## EXERCISE INSTRUCTIONS:
a. Decide whether each statement below agrees with the news report on the "Cry Freedom" censorship decision, answering yes or no and quoting the words of the report that settle it. (i) The censors approved the film with age restrictions. (ii) The film's distributors submitted it to the censorship board. (iii) Biko died at age 30.
b. Return the passage of the news report on the "Cry Freedom" censorship decision that begins at the words "The film, directed" and stops after "death at age 30.".
c. According to the news report on the "Cry Freedom" censorship decision, who directed the film?

## TEXT PASSAGE:
>> START
November 27, 1987|Associated Press

JOHANNESBURG, South Africa — Government censors today approved uncut showings in South Africa of "Cry Freedom," the new film about black activist Steve Biko.

The film, which opened this month in the United States and Britain, has been described by critics as a powerful indictment of apartheid and a likely contender for the Academy Awards.

South African journalists who saw the film overseas had predicted that it would not be allowed into South Africa.

Biko's death in detention 10 years ago made him a martyr for government opponents. The film's other central character, exiled journalist Donald Woods, is a "banned" person who cannot be quoted in South Africa.

Committee Viewed Film

Prof. Braam Coetzee, who as director of publications control oversees the censorship process, said a committee of censors viewed "Cry Freedom" on Thursday and approved the film without cuts or age restrictions.

"Everyone tried to rid themselves of any preconceived idea or attitude when they viewed the film," he said. "The decision arrived at is an indication of the committee's objectivity."

The film, directed by Sir Richard Attenborough, was submitted to the censorship board by its distributors. It is not yet known when it might open in South Africa.

Last week, the censorship board banned "No Fears Expressed," a book consisting of quotations from Biko before his death at age 30.

Advocated Self-Reliance

Biko was the founder of the black consciousness movement, which advocated black self-reliance in the struggle for political rights.
>> END
## SOURCE EXCERPT:
>> START
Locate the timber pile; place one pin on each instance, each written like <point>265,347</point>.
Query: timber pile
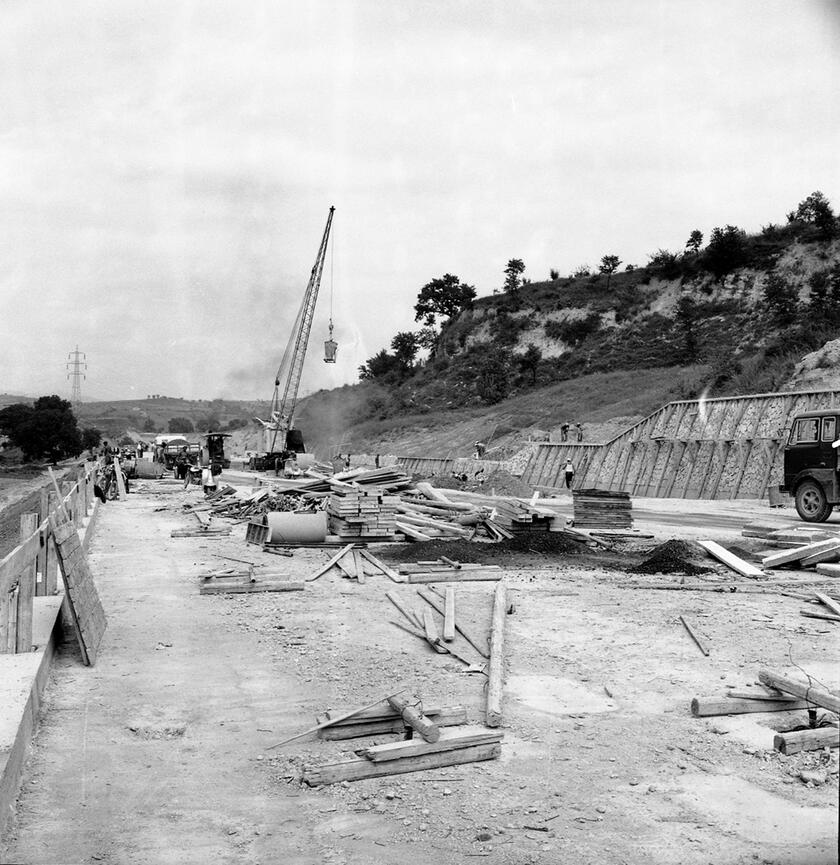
>> END
## TASK-BY-TASK OUTPUTS:
a.
(i) No: "approved the film without cuts or age restrictions."
(ii) Yes: "was submitted to the censorship board by its distributors."
(iii) Yes: "before his death at age 30."

b.
The film, directed by Sir Richard Attenborough, was submitted to the censorship board by its distributors. It is not yet known when it might open in South Africa.

Last week, the censorship board banned "No Fears Expressed," a book consisting of quotations from Biko before his death at age 30.

c. Sir Richard Attenborough.